Exercise goal>
Rewrite the stretch of the judgment extract below from "Lastly, the court" through "to have merit.", swapping "Acting Municipal Manager" for "Municipal Manager".

Selected extract>
= = = =

On the second ground, the court emphasised that the earlier matter was a mandament van spolie and stated that the applicable law had been set out and applied. It reasoned that it had provided full reasons for its decision, including rejecting the Municipality’s denials that the applicant and others were in possession, that they were unlawfully deprived of possession, and that the applicant was a principal. The court characterised the relevant material in the answering affidavit as consisting of speculative irrelevant opinions. It held that such denials could properly be rejected without recourse to oral evidence, and described them as uncreditworthy denials capable of being rejected on the papers, invoking the approach reflected in Fakie NO v CCII Systems (Pty) Ltd.


On the third ground, the court rejected the contention (as it understood it) that the earlier matter concerned admission of initiates and child protection. The court stated that the matter dealt specifically with access to initiates and with issues of training, monitoring, evaluation and assessment, which in its view extended beyond the case of an initiate who was a child. The court regarded the identity of those who should be permitted such access as central. It then reasoned that some of the statutory definitions relied upon by the Municipality were more aligned to the admission question and child protection, and did not “stretch far enough” to reach parents, family members and care-givers, as well as medical personnel, in the way those categories were understood in the initiation-school context described.


Lastly, the court addressed the criticism relating to its analysis and its views concerning the conduct of the Acting Municipal Manager, Ms de Beer. It stated that nothing in its analysis went beyond the facts as it understood them. In that context, it expressed strong disapproval of the Municipality’s conduct and stance toward initiation as a cultural practice, and linked that to questions of dignity and respect for others as conditions for the common good. These remarks formed part of the court’s explanation for why it did not consider the proposed appeal to have merit.

= = = =

Given entries>

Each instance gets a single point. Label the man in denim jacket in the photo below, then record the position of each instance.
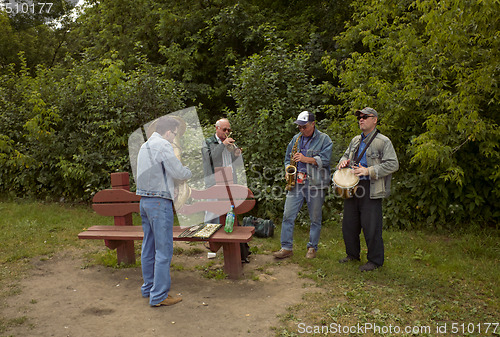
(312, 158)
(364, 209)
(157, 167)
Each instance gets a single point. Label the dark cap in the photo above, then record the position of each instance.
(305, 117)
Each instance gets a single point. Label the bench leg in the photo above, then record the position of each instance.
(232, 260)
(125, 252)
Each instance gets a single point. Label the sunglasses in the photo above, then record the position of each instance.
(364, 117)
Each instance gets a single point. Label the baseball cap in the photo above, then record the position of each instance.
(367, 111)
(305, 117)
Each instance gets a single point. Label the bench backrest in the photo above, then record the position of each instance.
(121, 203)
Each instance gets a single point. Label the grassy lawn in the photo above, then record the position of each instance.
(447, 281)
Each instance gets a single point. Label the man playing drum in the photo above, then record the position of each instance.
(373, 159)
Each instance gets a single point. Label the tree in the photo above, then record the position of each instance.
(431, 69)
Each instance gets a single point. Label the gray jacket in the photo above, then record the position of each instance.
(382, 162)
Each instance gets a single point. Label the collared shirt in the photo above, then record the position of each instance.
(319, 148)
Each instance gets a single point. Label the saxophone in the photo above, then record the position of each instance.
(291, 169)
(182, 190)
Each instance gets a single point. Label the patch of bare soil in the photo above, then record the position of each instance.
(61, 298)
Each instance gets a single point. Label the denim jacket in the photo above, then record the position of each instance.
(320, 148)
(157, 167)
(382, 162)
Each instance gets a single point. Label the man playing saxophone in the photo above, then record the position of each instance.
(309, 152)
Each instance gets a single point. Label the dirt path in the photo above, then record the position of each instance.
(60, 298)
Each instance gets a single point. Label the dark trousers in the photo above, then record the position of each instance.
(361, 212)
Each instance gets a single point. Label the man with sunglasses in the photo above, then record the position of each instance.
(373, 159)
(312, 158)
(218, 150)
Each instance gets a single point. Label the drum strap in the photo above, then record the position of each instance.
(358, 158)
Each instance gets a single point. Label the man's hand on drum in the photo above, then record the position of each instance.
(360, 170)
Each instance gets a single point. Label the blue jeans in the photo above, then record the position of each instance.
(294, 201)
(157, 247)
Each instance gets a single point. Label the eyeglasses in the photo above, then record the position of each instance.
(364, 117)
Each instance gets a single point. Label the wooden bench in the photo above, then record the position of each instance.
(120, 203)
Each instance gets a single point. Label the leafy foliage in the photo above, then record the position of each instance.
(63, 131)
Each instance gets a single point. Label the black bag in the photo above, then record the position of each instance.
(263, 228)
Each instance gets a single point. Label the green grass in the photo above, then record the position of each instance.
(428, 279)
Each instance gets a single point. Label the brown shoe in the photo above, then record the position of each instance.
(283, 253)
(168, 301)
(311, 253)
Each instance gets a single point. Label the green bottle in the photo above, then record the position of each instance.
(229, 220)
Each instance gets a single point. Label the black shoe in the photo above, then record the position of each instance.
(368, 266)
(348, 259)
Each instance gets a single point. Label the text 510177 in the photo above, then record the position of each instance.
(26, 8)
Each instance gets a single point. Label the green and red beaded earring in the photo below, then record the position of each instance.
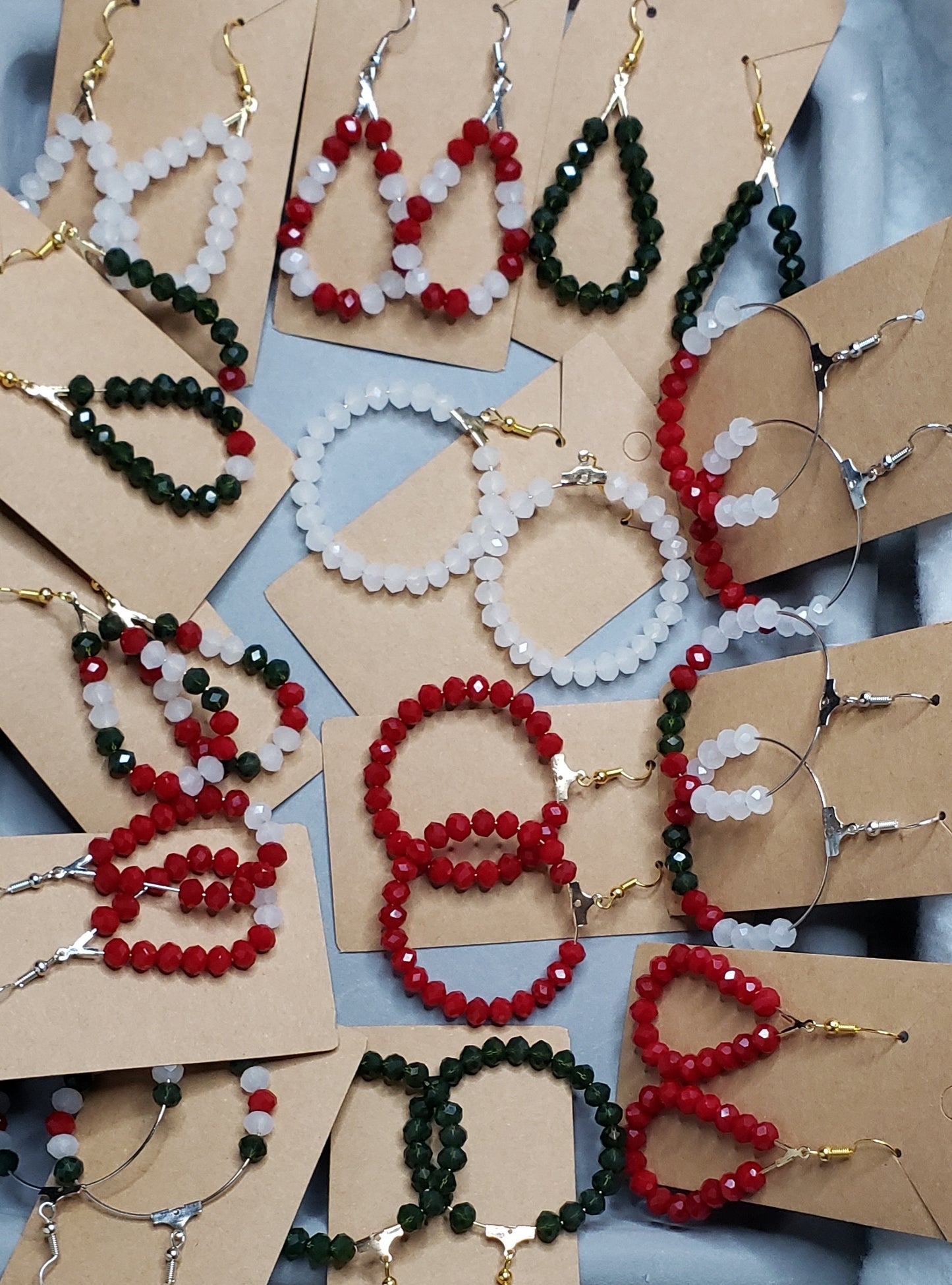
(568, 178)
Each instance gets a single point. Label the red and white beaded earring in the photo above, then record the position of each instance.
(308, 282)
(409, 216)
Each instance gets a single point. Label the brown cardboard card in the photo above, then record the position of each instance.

= = = =

Solution to the problem>
Lastly, the court addressed the criticism relating to its analysis and its views concerning the conduct of the Municipal Manager, Ms de Beer. It stated that nothing in its analysis went beyond the facts as it understood them. In that context, it expressed strong disapproval of the Municipality’s conduct and stance toward initiation as a cultural practice, and linked that to questions of dignity and respect for others as conditions for the common good. These remarks formed part of the court’s explanation for why it did not consider the proposed appeal to have merit.